- [DATASET RECORDS]
+ + + + + + +
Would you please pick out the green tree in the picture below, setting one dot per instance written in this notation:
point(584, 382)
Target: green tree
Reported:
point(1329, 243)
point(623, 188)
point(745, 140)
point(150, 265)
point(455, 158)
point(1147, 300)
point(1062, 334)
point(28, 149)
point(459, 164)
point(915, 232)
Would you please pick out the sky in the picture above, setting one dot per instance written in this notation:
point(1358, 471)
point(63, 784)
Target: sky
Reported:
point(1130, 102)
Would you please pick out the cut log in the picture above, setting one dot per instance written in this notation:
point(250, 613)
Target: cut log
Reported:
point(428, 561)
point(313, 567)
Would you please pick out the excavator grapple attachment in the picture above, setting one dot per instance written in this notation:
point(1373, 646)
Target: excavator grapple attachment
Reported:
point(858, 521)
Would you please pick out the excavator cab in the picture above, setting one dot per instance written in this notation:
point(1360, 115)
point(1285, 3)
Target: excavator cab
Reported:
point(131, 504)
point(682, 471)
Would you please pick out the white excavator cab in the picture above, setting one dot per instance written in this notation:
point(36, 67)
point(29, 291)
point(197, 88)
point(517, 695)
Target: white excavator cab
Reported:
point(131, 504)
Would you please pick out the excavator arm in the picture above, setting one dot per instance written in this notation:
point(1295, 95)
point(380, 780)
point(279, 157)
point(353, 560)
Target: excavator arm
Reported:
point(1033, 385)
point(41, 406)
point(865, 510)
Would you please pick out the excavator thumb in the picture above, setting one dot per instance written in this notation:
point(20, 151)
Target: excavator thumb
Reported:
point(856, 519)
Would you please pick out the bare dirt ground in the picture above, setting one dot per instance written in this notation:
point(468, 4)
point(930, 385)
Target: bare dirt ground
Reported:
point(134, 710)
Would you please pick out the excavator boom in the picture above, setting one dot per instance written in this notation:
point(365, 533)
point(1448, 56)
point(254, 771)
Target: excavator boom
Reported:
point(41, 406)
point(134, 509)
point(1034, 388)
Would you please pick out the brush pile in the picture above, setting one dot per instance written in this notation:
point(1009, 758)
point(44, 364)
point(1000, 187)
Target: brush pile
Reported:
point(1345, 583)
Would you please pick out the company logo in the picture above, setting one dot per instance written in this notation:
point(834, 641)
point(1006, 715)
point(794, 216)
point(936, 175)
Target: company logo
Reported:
+ + + + + + +
All lines from the one containing "point(365, 533)" to the last line of the material above must be copied exactly, and only those.

point(365, 533)
point(1448, 56)
point(254, 771)
Target: excavator boom
Reported:
point(41, 406)
point(134, 509)
point(1034, 388)
Would you please pick out the brush pile in the picture above, setting one dot per instance written in this notation:
point(1009, 758)
point(44, 364)
point(1000, 187)
Target: brush pile
Reported:
point(1345, 583)
Would you please pick out the company logo in the picture above, setting one dot per instance written in this notation:
point(834, 641)
point(1006, 715)
point(794, 216)
point(936, 175)
Target: company logo
Reported:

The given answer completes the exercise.